> **WORK TO COMPLETE**
Reproduce word for word the lines of the entries below, starting at the line containing "Locate the horizon" and ending with the final line of the entries, including both.

> **DATA PROVIDED**

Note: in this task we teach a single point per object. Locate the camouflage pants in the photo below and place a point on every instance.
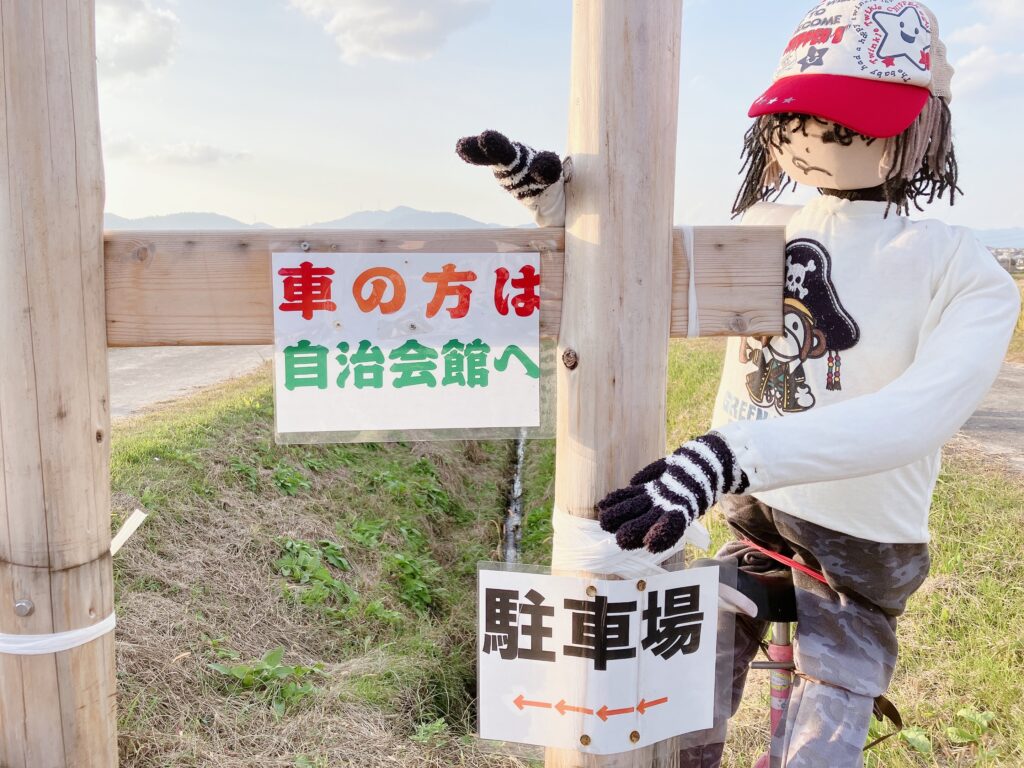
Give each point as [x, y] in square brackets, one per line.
[845, 646]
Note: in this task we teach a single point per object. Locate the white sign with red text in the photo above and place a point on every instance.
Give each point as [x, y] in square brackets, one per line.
[399, 341]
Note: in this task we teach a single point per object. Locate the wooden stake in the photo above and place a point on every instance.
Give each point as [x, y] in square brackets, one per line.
[56, 711]
[616, 299]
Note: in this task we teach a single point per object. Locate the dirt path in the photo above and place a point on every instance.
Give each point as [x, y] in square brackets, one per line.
[143, 377]
[997, 426]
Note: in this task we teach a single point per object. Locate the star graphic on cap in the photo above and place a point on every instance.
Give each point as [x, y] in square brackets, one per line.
[815, 57]
[905, 35]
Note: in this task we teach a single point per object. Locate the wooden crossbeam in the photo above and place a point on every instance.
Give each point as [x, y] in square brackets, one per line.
[179, 288]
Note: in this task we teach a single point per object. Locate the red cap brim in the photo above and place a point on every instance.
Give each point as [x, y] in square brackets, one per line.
[872, 108]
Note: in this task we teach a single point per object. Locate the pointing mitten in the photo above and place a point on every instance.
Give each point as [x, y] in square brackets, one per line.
[666, 497]
[535, 178]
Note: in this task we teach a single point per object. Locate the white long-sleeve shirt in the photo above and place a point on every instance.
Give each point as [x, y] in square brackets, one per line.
[895, 331]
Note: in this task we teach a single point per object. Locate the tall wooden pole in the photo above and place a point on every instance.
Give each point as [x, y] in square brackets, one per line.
[617, 293]
[56, 711]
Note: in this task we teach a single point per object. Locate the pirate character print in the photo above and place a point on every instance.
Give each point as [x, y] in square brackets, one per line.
[815, 324]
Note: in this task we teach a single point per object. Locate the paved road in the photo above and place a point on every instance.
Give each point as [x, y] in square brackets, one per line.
[998, 424]
[143, 377]
[140, 378]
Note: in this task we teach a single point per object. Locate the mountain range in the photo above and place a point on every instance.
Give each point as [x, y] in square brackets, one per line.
[403, 217]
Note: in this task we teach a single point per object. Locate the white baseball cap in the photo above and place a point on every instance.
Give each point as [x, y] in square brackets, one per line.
[867, 65]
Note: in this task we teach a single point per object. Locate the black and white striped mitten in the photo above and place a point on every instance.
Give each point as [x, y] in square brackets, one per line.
[523, 172]
[666, 497]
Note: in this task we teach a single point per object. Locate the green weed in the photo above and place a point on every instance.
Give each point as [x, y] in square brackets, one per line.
[289, 479]
[416, 581]
[282, 685]
[247, 472]
[434, 733]
[307, 565]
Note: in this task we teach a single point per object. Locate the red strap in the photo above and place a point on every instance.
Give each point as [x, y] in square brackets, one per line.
[786, 561]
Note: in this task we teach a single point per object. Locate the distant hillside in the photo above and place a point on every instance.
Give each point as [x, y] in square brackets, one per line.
[403, 217]
[397, 218]
[1013, 238]
[177, 221]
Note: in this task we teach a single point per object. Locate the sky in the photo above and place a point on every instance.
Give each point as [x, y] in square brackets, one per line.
[295, 112]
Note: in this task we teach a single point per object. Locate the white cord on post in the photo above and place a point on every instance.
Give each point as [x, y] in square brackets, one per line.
[692, 315]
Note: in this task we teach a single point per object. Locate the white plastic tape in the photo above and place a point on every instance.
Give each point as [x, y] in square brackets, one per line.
[38, 645]
[692, 315]
[583, 545]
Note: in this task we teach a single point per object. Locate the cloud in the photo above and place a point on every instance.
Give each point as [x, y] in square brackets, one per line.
[984, 66]
[194, 154]
[994, 53]
[133, 37]
[397, 30]
[999, 19]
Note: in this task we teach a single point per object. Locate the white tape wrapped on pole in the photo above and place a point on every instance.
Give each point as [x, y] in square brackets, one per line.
[581, 544]
[40, 645]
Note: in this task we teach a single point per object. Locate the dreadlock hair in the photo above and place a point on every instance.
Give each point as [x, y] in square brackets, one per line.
[921, 163]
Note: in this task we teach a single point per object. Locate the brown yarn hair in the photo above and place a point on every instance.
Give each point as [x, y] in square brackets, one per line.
[922, 161]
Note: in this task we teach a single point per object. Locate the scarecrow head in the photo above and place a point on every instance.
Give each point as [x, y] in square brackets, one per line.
[859, 108]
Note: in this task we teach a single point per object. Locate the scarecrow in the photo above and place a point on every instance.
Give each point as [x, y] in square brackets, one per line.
[895, 329]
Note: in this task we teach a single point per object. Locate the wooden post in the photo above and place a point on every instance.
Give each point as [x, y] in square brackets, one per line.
[56, 711]
[616, 299]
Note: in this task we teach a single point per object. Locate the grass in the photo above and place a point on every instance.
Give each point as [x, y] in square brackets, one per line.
[297, 605]
[1017, 343]
[314, 606]
[962, 646]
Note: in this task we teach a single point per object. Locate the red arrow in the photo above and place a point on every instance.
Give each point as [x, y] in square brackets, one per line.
[644, 706]
[604, 713]
[563, 708]
[521, 701]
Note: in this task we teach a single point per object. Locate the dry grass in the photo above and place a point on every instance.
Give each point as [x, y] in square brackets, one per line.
[200, 578]
[1017, 343]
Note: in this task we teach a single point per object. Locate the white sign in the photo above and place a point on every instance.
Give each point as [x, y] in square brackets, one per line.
[385, 342]
[600, 667]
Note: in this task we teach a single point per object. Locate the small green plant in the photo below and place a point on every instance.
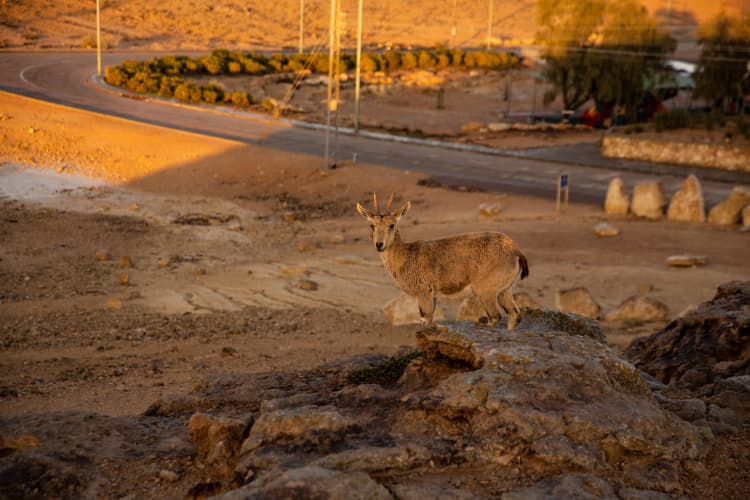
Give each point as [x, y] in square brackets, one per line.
[743, 126]
[385, 373]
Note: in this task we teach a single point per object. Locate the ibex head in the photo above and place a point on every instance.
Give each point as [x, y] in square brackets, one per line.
[383, 225]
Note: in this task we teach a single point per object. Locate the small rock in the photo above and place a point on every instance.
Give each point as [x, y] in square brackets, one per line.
[617, 201]
[308, 285]
[648, 200]
[349, 259]
[227, 351]
[638, 308]
[103, 255]
[404, 310]
[605, 229]
[307, 246]
[498, 127]
[577, 300]
[114, 303]
[687, 202]
[471, 127]
[686, 260]
[728, 211]
[168, 475]
[489, 210]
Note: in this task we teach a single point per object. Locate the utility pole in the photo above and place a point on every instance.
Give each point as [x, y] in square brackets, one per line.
[98, 42]
[359, 67]
[301, 23]
[329, 104]
[453, 27]
[489, 27]
[340, 22]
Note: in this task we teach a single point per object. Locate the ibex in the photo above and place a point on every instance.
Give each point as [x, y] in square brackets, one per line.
[489, 263]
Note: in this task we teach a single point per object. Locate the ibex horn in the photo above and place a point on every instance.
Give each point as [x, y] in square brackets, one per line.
[390, 202]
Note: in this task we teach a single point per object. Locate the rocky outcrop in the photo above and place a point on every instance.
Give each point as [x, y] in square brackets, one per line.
[617, 201]
[728, 211]
[648, 200]
[577, 300]
[703, 358]
[548, 400]
[687, 203]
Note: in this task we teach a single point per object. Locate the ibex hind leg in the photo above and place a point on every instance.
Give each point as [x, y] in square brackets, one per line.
[505, 299]
[427, 305]
[488, 298]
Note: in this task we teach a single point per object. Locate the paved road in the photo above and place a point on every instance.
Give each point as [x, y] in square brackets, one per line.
[66, 78]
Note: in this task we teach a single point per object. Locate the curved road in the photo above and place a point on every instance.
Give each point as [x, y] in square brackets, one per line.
[67, 78]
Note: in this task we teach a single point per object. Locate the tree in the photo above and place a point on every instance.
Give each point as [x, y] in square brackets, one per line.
[595, 49]
[722, 71]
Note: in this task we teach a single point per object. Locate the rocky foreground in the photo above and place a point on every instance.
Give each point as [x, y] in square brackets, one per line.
[546, 411]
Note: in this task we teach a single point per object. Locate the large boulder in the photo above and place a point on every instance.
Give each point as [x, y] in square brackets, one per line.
[617, 201]
[709, 342]
[577, 300]
[702, 359]
[728, 211]
[687, 203]
[648, 200]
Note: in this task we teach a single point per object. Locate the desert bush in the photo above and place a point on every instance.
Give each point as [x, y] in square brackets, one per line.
[408, 60]
[213, 65]
[115, 75]
[212, 93]
[370, 64]
[240, 98]
[279, 62]
[185, 91]
[670, 120]
[392, 60]
[425, 60]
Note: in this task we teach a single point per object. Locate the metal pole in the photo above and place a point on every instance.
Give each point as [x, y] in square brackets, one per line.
[339, 22]
[301, 23]
[359, 61]
[453, 27]
[330, 78]
[98, 42]
[489, 27]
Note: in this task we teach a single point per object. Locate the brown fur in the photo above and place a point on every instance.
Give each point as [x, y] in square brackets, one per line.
[488, 262]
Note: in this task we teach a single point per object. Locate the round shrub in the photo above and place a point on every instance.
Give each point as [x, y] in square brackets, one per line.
[212, 93]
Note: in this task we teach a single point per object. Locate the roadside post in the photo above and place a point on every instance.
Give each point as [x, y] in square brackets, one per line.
[563, 185]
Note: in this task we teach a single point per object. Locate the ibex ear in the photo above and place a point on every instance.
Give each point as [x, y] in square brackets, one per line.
[402, 211]
[364, 212]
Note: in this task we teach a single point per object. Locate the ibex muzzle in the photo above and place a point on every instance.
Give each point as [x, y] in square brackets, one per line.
[489, 263]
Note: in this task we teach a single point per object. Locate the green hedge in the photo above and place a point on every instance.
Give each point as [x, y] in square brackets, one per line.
[162, 76]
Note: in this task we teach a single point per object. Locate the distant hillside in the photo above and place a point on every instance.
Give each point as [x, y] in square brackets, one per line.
[242, 24]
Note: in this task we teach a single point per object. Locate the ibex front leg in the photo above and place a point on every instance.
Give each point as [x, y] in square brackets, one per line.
[427, 304]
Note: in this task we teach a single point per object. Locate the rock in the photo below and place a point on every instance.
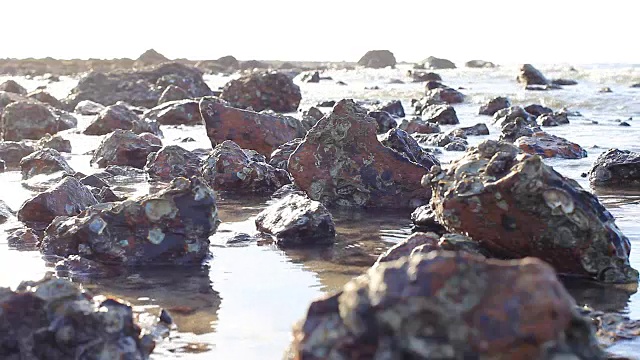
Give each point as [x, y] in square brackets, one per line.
[394, 108]
[228, 168]
[384, 121]
[67, 198]
[46, 98]
[173, 93]
[475, 130]
[550, 146]
[341, 162]
[55, 142]
[436, 63]
[531, 76]
[263, 90]
[479, 64]
[378, 59]
[54, 319]
[296, 220]
[422, 76]
[45, 161]
[564, 82]
[450, 306]
[440, 114]
[616, 168]
[172, 226]
[137, 87]
[494, 105]
[172, 162]
[123, 147]
[528, 209]
[24, 120]
[250, 130]
[12, 152]
[310, 77]
[280, 157]
[88, 107]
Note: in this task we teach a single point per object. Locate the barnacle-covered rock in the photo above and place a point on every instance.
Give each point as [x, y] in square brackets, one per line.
[341, 162]
[296, 220]
[250, 130]
[517, 206]
[54, 319]
[172, 226]
[229, 168]
[446, 305]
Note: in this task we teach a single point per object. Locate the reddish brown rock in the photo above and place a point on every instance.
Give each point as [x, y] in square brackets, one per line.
[517, 206]
[123, 147]
[45, 161]
[263, 90]
[450, 306]
[228, 168]
[250, 130]
[341, 162]
[172, 162]
[550, 146]
[67, 198]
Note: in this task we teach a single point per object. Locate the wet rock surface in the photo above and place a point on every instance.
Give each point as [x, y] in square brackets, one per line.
[296, 220]
[616, 168]
[250, 130]
[55, 319]
[450, 306]
[172, 162]
[172, 226]
[123, 147]
[137, 87]
[67, 198]
[229, 168]
[263, 90]
[341, 162]
[517, 206]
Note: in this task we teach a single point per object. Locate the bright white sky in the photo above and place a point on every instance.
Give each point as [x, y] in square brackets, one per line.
[541, 31]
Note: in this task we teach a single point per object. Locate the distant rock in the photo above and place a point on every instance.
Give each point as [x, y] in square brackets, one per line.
[378, 59]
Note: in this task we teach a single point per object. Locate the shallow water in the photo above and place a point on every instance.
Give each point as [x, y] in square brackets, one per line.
[243, 301]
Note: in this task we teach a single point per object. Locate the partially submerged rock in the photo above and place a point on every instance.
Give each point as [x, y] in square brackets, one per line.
[296, 220]
[445, 305]
[517, 206]
[250, 130]
[263, 90]
[123, 147]
[616, 168]
[341, 162]
[172, 226]
[229, 168]
[55, 319]
[67, 198]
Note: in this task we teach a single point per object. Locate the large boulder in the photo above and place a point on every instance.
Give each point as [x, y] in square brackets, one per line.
[137, 87]
[518, 206]
[531, 76]
[296, 220]
[263, 90]
[251, 130]
[123, 147]
[172, 162]
[437, 63]
[341, 162]
[445, 305]
[56, 319]
[378, 59]
[229, 168]
[67, 198]
[616, 168]
[172, 226]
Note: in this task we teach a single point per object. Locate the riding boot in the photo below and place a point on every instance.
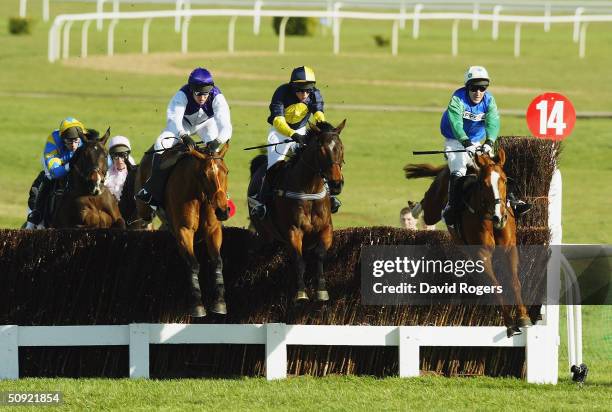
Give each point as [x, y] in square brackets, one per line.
[41, 196]
[152, 191]
[520, 207]
[454, 195]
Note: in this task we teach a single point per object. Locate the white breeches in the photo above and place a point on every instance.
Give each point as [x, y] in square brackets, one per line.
[457, 162]
[207, 131]
[280, 151]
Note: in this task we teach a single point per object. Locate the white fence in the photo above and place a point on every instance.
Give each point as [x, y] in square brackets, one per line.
[59, 39]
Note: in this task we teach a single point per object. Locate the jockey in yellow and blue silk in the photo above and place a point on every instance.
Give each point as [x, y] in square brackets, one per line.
[291, 107]
[59, 149]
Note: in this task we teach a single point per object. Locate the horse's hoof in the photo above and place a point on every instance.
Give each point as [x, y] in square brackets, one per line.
[301, 296]
[219, 308]
[512, 331]
[322, 296]
[198, 311]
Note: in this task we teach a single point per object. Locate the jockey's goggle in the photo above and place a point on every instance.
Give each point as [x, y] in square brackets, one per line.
[120, 155]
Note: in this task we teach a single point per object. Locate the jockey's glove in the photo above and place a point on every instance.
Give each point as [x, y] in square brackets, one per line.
[187, 141]
[298, 138]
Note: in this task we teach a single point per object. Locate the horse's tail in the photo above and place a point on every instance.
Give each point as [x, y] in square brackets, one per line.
[415, 171]
[257, 162]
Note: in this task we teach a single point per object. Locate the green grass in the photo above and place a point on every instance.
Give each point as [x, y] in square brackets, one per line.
[35, 95]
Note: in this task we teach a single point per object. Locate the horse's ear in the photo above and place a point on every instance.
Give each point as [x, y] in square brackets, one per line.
[105, 137]
[501, 156]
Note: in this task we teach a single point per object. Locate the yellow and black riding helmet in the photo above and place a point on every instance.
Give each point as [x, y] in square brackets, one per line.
[302, 78]
[70, 128]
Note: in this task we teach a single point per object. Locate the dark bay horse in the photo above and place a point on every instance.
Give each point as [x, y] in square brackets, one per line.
[86, 201]
[194, 204]
[300, 214]
[487, 220]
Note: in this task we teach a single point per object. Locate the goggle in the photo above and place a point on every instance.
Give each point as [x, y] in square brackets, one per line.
[478, 88]
[120, 155]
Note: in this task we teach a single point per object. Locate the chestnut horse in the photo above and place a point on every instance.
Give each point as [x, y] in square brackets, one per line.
[487, 220]
[86, 201]
[300, 212]
[194, 204]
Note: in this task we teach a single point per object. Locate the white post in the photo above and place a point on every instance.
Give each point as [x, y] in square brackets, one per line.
[455, 38]
[336, 29]
[111, 37]
[45, 10]
[281, 34]
[184, 35]
[517, 40]
[257, 17]
[582, 45]
[415, 22]
[495, 29]
[177, 19]
[145, 36]
[22, 8]
[99, 9]
[276, 351]
[139, 350]
[395, 37]
[408, 353]
[577, 14]
[231, 34]
[9, 352]
[84, 37]
[66, 39]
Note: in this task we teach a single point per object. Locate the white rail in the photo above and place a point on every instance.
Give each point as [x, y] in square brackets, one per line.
[61, 22]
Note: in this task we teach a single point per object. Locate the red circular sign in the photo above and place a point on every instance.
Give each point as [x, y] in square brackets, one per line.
[551, 116]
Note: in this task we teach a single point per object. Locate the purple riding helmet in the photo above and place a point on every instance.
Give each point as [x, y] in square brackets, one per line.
[200, 80]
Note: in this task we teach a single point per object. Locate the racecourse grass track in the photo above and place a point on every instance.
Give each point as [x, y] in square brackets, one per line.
[388, 102]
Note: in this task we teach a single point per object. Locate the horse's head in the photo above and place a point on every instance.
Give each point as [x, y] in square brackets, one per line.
[329, 156]
[493, 181]
[212, 167]
[90, 163]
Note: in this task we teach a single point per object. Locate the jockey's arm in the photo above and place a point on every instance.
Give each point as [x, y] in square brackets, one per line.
[175, 113]
[492, 121]
[222, 118]
[455, 116]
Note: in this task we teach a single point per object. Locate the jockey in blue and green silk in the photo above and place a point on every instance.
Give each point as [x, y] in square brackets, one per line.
[59, 149]
[470, 118]
[291, 107]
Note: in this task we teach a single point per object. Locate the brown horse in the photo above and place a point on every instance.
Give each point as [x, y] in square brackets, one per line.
[300, 214]
[86, 201]
[487, 220]
[194, 204]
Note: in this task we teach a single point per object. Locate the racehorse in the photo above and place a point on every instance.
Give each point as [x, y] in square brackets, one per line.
[194, 204]
[86, 201]
[486, 220]
[300, 212]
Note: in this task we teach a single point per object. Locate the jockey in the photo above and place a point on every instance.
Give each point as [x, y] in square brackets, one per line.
[199, 108]
[120, 163]
[59, 149]
[471, 116]
[290, 109]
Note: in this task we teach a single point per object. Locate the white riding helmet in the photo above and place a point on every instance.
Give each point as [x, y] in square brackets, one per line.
[477, 75]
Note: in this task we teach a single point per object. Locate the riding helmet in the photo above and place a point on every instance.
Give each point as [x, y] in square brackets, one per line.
[200, 80]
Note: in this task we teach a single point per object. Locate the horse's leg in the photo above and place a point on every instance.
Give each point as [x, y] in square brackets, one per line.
[321, 253]
[295, 239]
[213, 247]
[185, 241]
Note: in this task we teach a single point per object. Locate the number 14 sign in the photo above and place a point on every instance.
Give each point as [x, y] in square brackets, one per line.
[551, 116]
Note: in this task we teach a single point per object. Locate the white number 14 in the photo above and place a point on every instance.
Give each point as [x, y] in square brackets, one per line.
[555, 120]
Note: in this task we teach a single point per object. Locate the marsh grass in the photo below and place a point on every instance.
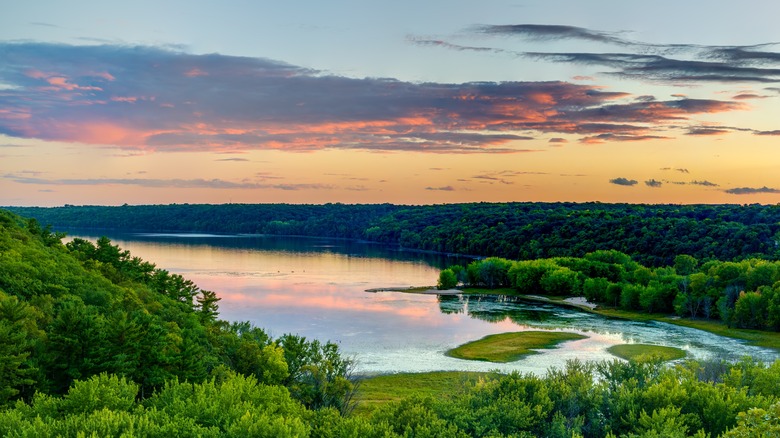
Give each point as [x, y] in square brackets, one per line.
[509, 347]
[645, 352]
[377, 390]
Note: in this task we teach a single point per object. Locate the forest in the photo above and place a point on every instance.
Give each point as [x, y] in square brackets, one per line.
[743, 294]
[652, 235]
[97, 342]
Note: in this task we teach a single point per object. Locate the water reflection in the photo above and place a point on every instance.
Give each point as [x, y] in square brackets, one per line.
[316, 288]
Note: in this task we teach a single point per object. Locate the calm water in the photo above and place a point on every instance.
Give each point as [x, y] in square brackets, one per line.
[316, 288]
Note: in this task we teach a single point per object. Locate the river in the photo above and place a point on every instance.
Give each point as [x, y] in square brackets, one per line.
[317, 288]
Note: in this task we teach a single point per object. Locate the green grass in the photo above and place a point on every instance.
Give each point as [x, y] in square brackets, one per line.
[374, 391]
[508, 347]
[644, 352]
[759, 338]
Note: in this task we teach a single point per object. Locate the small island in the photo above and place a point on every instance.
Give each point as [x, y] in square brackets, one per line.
[644, 352]
[509, 347]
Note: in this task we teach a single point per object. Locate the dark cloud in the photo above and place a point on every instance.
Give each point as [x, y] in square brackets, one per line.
[165, 183]
[751, 190]
[544, 32]
[707, 131]
[655, 62]
[148, 99]
[624, 181]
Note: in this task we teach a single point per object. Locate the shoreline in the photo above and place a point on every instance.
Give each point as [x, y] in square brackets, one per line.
[759, 338]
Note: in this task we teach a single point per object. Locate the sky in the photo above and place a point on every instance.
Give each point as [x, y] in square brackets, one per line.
[239, 101]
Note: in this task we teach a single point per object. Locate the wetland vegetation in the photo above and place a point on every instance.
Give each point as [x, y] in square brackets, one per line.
[96, 341]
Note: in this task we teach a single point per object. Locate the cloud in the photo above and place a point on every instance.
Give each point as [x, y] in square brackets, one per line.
[745, 96]
[645, 61]
[165, 183]
[751, 190]
[155, 99]
[704, 183]
[544, 32]
[623, 181]
[707, 131]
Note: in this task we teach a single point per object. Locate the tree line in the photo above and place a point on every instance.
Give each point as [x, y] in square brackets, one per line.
[97, 342]
[743, 294]
[72, 311]
[651, 234]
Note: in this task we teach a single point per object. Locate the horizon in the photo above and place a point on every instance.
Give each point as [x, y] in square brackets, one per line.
[150, 104]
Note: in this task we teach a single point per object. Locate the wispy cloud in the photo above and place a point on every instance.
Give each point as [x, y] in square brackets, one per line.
[624, 181]
[154, 99]
[751, 190]
[165, 183]
[656, 62]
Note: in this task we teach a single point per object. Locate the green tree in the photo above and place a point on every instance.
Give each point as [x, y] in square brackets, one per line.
[447, 280]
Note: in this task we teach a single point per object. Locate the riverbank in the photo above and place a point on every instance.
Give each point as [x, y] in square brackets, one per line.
[758, 338]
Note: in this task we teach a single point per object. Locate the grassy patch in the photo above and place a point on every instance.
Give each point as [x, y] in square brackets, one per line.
[508, 347]
[486, 291]
[644, 352]
[758, 338]
[374, 391]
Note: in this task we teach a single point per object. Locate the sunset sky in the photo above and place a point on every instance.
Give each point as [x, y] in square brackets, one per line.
[407, 102]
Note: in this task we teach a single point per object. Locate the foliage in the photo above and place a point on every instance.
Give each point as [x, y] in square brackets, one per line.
[713, 290]
[642, 352]
[82, 311]
[96, 342]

> **REPLY**
Note: in this task we teach a single point per object. Locate the horizon in the photo above and place a point on every instance.
Give each point as [x, y] in square brackets, one per line.
[150, 104]
Note: in this task we teach a single point per object. Locate the wispy cloud in the photo above and place a point on every instance.
Give each point as [x, y] in square brackets, one per line.
[624, 181]
[154, 99]
[751, 190]
[165, 183]
[656, 62]
Note: in this task we teach a single point per object. Locate the green tree in the photo above and place a point on every instance.
Give each point as [x, y] in square brackets, one per line.
[447, 280]
Note: in this task we teach a single point per object. Locate the riverbank in the photo above and place a point on every instance.
Give each point as [x, y] in square brackets, one per line.
[758, 338]
Note: in this task we teach a single point per object. Locate the grassy patch in the photo above and place a point on every instance.
Give each point as [x, y] in square brackets, one per line.
[508, 347]
[486, 291]
[644, 352]
[758, 338]
[374, 391]
Note: in this task we teach a single point per object. Locate the sunset sky in the photo above and place a point on every instance.
Give each point as [x, y] in square brackets, one per line.
[407, 102]
Note: in this task we teach a single point per object. Locate the foliage in the photo above and place a point on every instance.
Give each point as [x, y] in square brackets, one per line.
[713, 290]
[642, 352]
[82, 311]
[96, 342]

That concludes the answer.